***** Selection *****
Scripts for working with the data
A number of top-level scripts are installed along with the python package. If the package is installed inot a Python installation that is set up correctly, you shoujld be able to invoke the scripts directly, e.g.
adios_db_validate dir_to_validate
The scripts all begin with adios_db_ – if you have command-line completion, you should be able to see them all with a <tab><tab>
The Installed scripts
Scripts for working with the JSON files
adios_db_validate
This generates validation reports from all the JSON files in the provided directory. You must provide a directory to validate, and it will search in that dir, and any child dirs for .JSON files to validate.
Example:
adios_db_validate oil/EC
adios_db_process_json
This processes a set of JSON files in the provided directory. It will load them into a adios_db Oil object and save it out again as JSON. This serves to make sure the JSON is valid, and normalizes the JSON with the same white space and data order, so that files with non-meaningful changes will compare equal.
You must provide a directory to process, and it will search in that dir, and any child dirs for .JSON files to process.
Example:
adios_db_process_json noaa_oil_data/data/oil
will process all the records in the noaa_oil_data repository.
NOTE: this should always be run before merging any new or edited data into the repository.
Optionally, “dry_run” can be passed on the command line to make sure the JSON is all valid, but without making any changes to the data.
adios_db_read_noaa_csv
Reads a “NOAA standard CSV file” and generates an adios_db JSON file from the data.
adios_db_read_noaa_csv name_of_the_file.csv
NOAA standard CSV files are ones that conform to the NOAA Excel template format:
If the file will not load, and the error is not obvious, you can pass the --debug
flag, and you will get a lot or additional information about what the script is trying to do.
adios_db_assign_ids
Assign IDs to a set of new records.
adios_db_assign_ids PREFIX [dry_run] data_dir, file1, file2, file3, ...
PREFIX
is the 2-letter prefix you want to useL, e.g. AD. It can be a new prefix, or an existing one.
data_dir
is a directory with the existing data – it will be scanned to determine which IDs are already in use, so new non-conflicting ones will be generated.
You can pass in one or more JSON files, e.g. *.json
If dry_run
is on the command line, it will report what it would do,
but not save any changes
adios_db_add_labels
This script will add likely labels to the records, based on a set of criteria developed int eh code – it will not correctly label everyting, but should give you a good start.
*****
### Request 1
In the adios_db scripts page, which script should always be run before new or edited data is merged into the repository?
### Request 2
Write the next part of the adios_db scripts page, starting after its final sentence.
***** Supplied entries *****
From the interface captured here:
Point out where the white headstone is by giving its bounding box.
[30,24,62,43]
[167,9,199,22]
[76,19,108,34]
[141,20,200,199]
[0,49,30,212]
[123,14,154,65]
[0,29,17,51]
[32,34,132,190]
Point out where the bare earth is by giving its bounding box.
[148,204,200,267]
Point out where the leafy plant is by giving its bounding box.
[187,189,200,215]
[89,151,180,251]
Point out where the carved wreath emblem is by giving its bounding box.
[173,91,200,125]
*****
### Reply 1
adios_db_process_json

### Reply 2
adios_db_add_labels data_dir [dry_run]
data_dir
is the dir where the data are: the script will recursively search for JSON files
If replace
is on the command line, existing labels with be replaced.
Other wise, new ones will be added, but none removed.
If dry_run
is on the command line, it will report what it would do, but not save any changes
Scripts for working with the code / tests
adios_db_update_test_data
This will update the test data with the latest version from NOAA oil data. This should only be run by people working on the adios_db
codebase.
Scripts for working with the web application / Mongo DB:
These are assorted scripts that help you work with the data in a Mongo Database. This is used as the back-end for the NOAA web application. It is unlikely that you’d need these unless you are running your own version of the ADIOS Oil Database web app, or another system in which you need high performance access to the data.
adios_db_init
Command line utuility for initilizing the Mongo database – only needed if you want to run the API (or use Mongo for something else).
$ adios_db_init –help usage: oil_db_init [-h] [–config CONFIG]
Database Initialization Arguments:
- optional arguments:
- -h, --help
show this help message and exit
- --config CONFIG
Specify a *.ini file to supply application settings. If not specified, the default is to use a local MongoDB server.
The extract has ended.